# Written request
Give every line of the entries below as a JSON list of strings, one string per line, leaving out blank lines. Keep the pictures out of the answer.

═══ Supplied material

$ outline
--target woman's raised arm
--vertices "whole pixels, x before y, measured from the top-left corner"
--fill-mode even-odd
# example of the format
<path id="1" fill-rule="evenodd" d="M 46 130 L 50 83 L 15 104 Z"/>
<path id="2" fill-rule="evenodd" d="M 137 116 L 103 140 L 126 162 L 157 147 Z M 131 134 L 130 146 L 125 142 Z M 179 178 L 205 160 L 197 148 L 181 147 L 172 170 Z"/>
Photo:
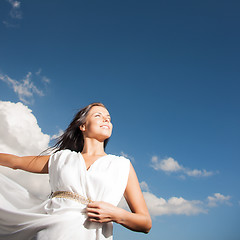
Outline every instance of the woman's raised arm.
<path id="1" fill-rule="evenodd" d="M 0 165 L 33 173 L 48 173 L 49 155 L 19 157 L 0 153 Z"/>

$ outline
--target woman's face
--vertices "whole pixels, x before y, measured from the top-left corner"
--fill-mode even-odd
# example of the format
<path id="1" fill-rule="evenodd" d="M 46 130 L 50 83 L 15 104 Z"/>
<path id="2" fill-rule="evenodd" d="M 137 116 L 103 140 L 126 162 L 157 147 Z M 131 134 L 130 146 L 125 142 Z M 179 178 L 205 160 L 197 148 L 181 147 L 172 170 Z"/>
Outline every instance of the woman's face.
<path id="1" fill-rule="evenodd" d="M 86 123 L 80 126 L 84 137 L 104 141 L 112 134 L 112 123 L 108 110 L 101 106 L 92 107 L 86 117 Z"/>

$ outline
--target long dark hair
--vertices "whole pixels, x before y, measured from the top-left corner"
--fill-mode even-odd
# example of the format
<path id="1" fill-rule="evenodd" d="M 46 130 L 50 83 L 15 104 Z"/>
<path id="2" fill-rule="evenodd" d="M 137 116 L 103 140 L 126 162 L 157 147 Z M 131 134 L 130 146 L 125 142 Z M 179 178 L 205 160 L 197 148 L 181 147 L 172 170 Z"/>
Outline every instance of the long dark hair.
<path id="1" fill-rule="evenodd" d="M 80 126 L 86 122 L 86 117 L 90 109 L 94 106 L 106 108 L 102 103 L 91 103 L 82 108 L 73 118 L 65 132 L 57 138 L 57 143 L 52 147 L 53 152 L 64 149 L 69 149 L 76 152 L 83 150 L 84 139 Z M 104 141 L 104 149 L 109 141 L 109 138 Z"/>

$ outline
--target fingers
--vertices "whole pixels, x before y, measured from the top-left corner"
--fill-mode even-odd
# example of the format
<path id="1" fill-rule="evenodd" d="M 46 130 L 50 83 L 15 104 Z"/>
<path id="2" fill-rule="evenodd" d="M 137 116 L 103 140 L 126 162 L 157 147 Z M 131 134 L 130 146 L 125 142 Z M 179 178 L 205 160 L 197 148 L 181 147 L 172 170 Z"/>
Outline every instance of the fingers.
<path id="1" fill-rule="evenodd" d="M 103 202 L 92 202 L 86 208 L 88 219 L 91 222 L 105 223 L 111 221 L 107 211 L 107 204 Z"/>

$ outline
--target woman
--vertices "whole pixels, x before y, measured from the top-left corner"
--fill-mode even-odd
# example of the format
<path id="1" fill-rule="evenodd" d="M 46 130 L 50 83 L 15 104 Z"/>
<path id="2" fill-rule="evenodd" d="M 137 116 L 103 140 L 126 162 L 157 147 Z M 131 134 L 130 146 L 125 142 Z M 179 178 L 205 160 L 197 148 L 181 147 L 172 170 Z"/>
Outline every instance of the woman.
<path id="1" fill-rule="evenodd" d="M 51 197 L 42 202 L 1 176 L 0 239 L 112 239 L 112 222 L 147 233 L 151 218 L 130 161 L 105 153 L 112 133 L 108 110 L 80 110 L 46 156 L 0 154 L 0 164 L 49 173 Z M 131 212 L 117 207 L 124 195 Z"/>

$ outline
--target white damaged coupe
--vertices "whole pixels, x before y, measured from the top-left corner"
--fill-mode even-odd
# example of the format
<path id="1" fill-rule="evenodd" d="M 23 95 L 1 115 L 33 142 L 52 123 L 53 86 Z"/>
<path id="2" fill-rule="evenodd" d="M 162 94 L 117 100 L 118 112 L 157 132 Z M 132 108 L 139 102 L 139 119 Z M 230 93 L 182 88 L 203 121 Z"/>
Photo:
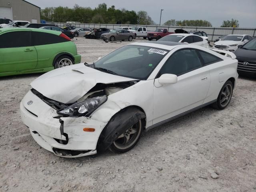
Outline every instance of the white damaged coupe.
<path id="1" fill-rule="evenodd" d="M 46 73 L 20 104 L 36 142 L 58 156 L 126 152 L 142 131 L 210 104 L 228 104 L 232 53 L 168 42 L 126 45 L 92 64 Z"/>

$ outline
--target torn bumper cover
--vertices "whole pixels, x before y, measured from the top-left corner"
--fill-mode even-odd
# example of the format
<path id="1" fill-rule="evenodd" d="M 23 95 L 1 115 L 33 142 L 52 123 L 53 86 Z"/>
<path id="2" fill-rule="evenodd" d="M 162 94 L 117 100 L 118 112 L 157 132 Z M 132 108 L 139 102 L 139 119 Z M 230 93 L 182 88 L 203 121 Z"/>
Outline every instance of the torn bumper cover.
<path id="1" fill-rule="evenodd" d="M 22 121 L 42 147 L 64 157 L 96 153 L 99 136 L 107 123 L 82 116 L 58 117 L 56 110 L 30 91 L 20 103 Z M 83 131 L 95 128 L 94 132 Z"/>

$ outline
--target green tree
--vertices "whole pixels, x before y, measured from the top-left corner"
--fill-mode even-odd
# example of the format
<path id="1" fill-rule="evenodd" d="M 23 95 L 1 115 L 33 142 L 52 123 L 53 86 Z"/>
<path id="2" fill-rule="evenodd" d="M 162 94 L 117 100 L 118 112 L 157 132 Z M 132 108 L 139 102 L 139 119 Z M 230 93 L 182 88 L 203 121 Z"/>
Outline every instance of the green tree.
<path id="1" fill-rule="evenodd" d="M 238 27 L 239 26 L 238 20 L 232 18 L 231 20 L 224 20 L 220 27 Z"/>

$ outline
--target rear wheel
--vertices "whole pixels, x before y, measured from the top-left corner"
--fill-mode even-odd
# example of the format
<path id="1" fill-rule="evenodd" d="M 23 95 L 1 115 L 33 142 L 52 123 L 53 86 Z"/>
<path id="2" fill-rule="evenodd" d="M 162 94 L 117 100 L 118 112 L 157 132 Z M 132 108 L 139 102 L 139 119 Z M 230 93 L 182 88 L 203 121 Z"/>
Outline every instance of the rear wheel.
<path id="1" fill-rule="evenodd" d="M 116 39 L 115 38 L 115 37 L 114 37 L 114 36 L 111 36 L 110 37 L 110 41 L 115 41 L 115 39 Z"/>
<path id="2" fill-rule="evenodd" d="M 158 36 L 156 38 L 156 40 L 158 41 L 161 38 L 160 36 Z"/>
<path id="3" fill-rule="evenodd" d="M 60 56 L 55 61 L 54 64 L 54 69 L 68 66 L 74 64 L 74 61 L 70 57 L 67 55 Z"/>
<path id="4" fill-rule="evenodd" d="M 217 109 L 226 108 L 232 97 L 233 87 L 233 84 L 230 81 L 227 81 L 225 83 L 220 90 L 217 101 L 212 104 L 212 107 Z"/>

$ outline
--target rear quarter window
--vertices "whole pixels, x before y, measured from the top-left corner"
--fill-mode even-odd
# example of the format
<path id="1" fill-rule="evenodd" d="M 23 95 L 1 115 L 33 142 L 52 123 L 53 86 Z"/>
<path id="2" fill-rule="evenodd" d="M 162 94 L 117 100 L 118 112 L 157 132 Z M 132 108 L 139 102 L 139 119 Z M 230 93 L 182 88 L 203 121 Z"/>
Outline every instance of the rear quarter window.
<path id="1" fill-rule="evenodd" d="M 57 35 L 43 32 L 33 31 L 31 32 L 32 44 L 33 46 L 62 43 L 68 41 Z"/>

══════

# Completed exercise
[
  "$ outline",
  "--target woman's raised arm",
  "--vertices \"whole pixels, x before y, measured from the top-left corner\"",
  "--fill-mode even-odd",
  "# example of the format",
  "<path id=\"1\" fill-rule=\"evenodd\" d=\"M 46 130 L 50 83 L 15 104 Z\"/>",
  "<path id=\"2\" fill-rule=\"evenodd\" d=\"M 137 116 L 103 140 L 126 162 L 157 147 Z M 131 134 L 130 146 L 125 142 Z M 179 178 L 205 160 L 197 148 L 181 147 L 172 170 Z\"/>",
  "Photo:",
  "Outline every instance of the woman's raised arm.",
  "<path id=\"1\" fill-rule=\"evenodd\" d=\"M 0 165 L 33 173 L 48 173 L 49 155 L 19 157 L 0 153 Z\"/>",
  "$ outline",
  "--target woman's face",
  "--vertices \"whole pixels, x before y, measured from the top-left corner\"",
  "--fill-mode even-odd",
  "# example of the format",
  "<path id=\"1\" fill-rule=\"evenodd\" d=\"M 46 130 L 50 83 L 15 104 Z\"/>",
  "<path id=\"2\" fill-rule=\"evenodd\" d=\"M 137 116 L 103 140 L 126 162 L 157 147 Z M 131 134 L 130 146 L 125 142 Z M 179 178 L 205 160 L 197 148 L 181 147 L 172 170 Z\"/>",
  "Outline every instance of the woman's face.",
  "<path id=\"1\" fill-rule=\"evenodd\" d=\"M 86 123 L 80 126 L 84 137 L 104 141 L 112 134 L 112 123 L 108 110 L 101 106 L 92 107 L 86 117 Z\"/>",
  "$ outline",
  "--target long dark hair",
  "--vertices \"whole pixels, x before y, measured from the top-left corner\"",
  "--fill-mode even-odd",
  "# example of the format",
  "<path id=\"1\" fill-rule=\"evenodd\" d=\"M 46 130 L 50 83 L 15 104 Z\"/>",
  "<path id=\"2\" fill-rule=\"evenodd\" d=\"M 137 116 L 103 140 L 126 162 L 157 147 Z M 131 134 L 130 146 L 125 142 Z M 179 178 L 205 160 L 197 148 L 181 147 L 172 170 Z\"/>",
  "Outline every instance of the long dark hair.",
  "<path id=\"1\" fill-rule=\"evenodd\" d=\"M 80 126 L 86 122 L 86 117 L 90 109 L 94 106 L 106 108 L 102 103 L 91 103 L 82 108 L 73 118 L 65 132 L 57 138 L 57 143 L 52 147 L 53 152 L 64 149 L 69 149 L 76 152 L 83 150 L 84 139 Z M 104 141 L 104 149 L 109 141 L 109 138 Z\"/>",
  "$ outline",
  "--target fingers",
  "--vertices \"whole pixels, x before y, measured from the top-left corner\"",
  "--fill-mode even-odd",
  "# example of the format",
  "<path id=\"1\" fill-rule=\"evenodd\" d=\"M 46 130 L 50 83 L 15 104 Z\"/>",
  "<path id=\"2\" fill-rule=\"evenodd\" d=\"M 137 116 L 103 140 L 126 162 L 157 147 Z M 131 134 L 130 146 L 125 142 Z M 179 178 L 205 160 L 197 148 L 181 147 L 172 170 Z\"/>",
  "Outline every instance of the fingers.",
  "<path id=\"1\" fill-rule=\"evenodd\" d=\"M 103 202 L 92 202 L 86 208 L 88 219 L 91 222 L 105 223 L 111 221 L 107 211 L 107 204 Z\"/>",
  "$ outline",
  "--target woman",
  "--vertices \"whole pixels, x before y, measured from the top-left corner\"",
  "--fill-mode even-odd",
  "# example of the format",
  "<path id=\"1\" fill-rule=\"evenodd\" d=\"M 46 130 L 50 83 L 15 104 Z\"/>",
  "<path id=\"2\" fill-rule=\"evenodd\" d=\"M 137 116 L 103 140 L 126 162 L 157 147 Z M 131 134 L 130 146 L 125 142 Z M 179 178 L 205 160 L 197 148 L 181 147 L 172 170 Z\"/>",
  "Outline every instance of the woman.",
  "<path id=\"1\" fill-rule=\"evenodd\" d=\"M 51 197 L 42 202 L 1 176 L 0 239 L 112 239 L 112 222 L 147 233 L 151 218 L 130 161 L 105 153 L 112 133 L 108 110 L 80 110 L 46 156 L 0 154 L 0 164 L 49 173 Z M 131 212 L 117 207 L 124 195 Z\"/>",
  "$ outline",
  "--target white damaged coupe",
  "--vertices \"whole pixels, x before y, measured from the top-left corner\"",
  "--fill-mode even-odd",
  "# example of the format",
  "<path id=\"1\" fill-rule=\"evenodd\" d=\"M 23 95 L 1 115 L 33 142 L 52 123 L 53 86 Z\"/>",
  "<path id=\"2\" fill-rule=\"evenodd\" d=\"M 162 94 L 117 100 L 118 112 L 157 132 Z M 132 108 L 139 102 L 139 119 Z M 230 93 L 182 88 L 203 121 Z\"/>",
  "Photo:",
  "Outline every instance of the white damaged coupe.",
  "<path id=\"1\" fill-rule=\"evenodd\" d=\"M 46 73 L 20 104 L 36 142 L 58 156 L 126 152 L 142 131 L 210 104 L 228 104 L 232 53 L 168 42 L 126 45 L 92 64 Z\"/>",
  "$ outline",
  "--target torn bumper cover",
  "--vertices \"whole pixels, x before y, measured from the top-left corner\"",
  "--fill-mode even-odd",
  "# example of the format",
  "<path id=\"1\" fill-rule=\"evenodd\" d=\"M 23 95 L 1 115 L 33 142 L 52 123 L 53 86 Z\"/>",
  "<path id=\"2\" fill-rule=\"evenodd\" d=\"M 162 94 L 117 100 L 118 112 L 157 132 Z M 132 108 L 139 102 L 139 119 Z M 230 93 L 182 88 L 203 121 Z\"/>",
  "Outline every instance of the torn bumper cover.",
  "<path id=\"1\" fill-rule=\"evenodd\" d=\"M 22 121 L 42 147 L 64 157 L 96 153 L 99 136 L 107 123 L 82 116 L 58 117 L 56 110 L 30 91 L 20 103 Z M 83 131 L 95 128 L 94 132 Z\"/>",
  "$ outline",
  "--target green tree",
  "--vertices \"whole pixels, x before y, measured from the top-left corner\"",
  "--fill-mode even-odd",
  "# example of the format",
  "<path id=\"1\" fill-rule=\"evenodd\" d=\"M 23 95 L 1 115 L 33 142 L 52 123 L 53 86 Z\"/>",
  "<path id=\"2\" fill-rule=\"evenodd\" d=\"M 162 94 L 117 100 L 118 112 L 157 132 Z M 132 108 L 139 102 L 139 119 Z M 230 93 L 182 88 L 203 121 Z\"/>",
  "Outline every instance of the green tree.",
  "<path id=\"1\" fill-rule=\"evenodd\" d=\"M 238 27 L 239 26 L 238 20 L 232 18 L 231 20 L 224 20 L 220 27 Z\"/>",
  "$ outline",
  "--target rear wheel",
  "--vertices \"whole pixels, x before y, measured from the top-left corner\"",
  "--fill-mode even-odd",
  "# example of the format",
  "<path id=\"1\" fill-rule=\"evenodd\" d=\"M 23 95 L 1 115 L 33 142 L 52 123 L 53 86 Z\"/>",
  "<path id=\"2\" fill-rule=\"evenodd\" d=\"M 162 94 L 117 100 L 118 112 L 157 132 Z M 132 108 L 139 102 L 139 119 Z M 230 93 L 182 88 L 203 121 Z\"/>",
  "Outline every instance of the rear wheel.",
  "<path id=\"1\" fill-rule=\"evenodd\" d=\"M 116 39 L 115 38 L 115 37 L 114 37 L 114 36 L 111 36 L 110 37 L 110 41 L 115 41 L 115 39 Z\"/>",
  "<path id=\"2\" fill-rule=\"evenodd\" d=\"M 158 36 L 156 38 L 156 40 L 158 41 L 161 38 L 160 36 Z\"/>",
  "<path id=\"3\" fill-rule=\"evenodd\" d=\"M 60 56 L 55 61 L 54 64 L 54 69 L 68 66 L 74 64 L 74 61 L 70 57 L 67 55 Z\"/>",
  "<path id=\"4\" fill-rule=\"evenodd\" d=\"M 217 109 L 226 108 L 232 97 L 233 87 L 233 84 L 230 81 L 227 81 L 225 83 L 220 90 L 217 101 L 212 104 L 212 107 Z\"/>",
  "$ outline",
  "--target rear quarter window",
  "--vertices \"whole pixels, x before y, measured from the top-left corner\"",
  "--fill-mode even-odd",
  "# example of the format",
  "<path id=\"1\" fill-rule=\"evenodd\" d=\"M 23 95 L 1 115 L 33 142 L 52 123 L 53 86 Z\"/>",
  "<path id=\"2\" fill-rule=\"evenodd\" d=\"M 162 94 L 117 100 L 118 112 L 157 132 Z M 132 108 L 139 102 L 139 119 Z M 230 93 L 182 88 L 203 121 Z\"/>",
  "Outline every instance of the rear quarter window.",
  "<path id=\"1\" fill-rule=\"evenodd\" d=\"M 57 35 L 43 32 L 33 31 L 31 32 L 32 44 L 33 46 L 62 43 L 68 41 Z\"/>"
]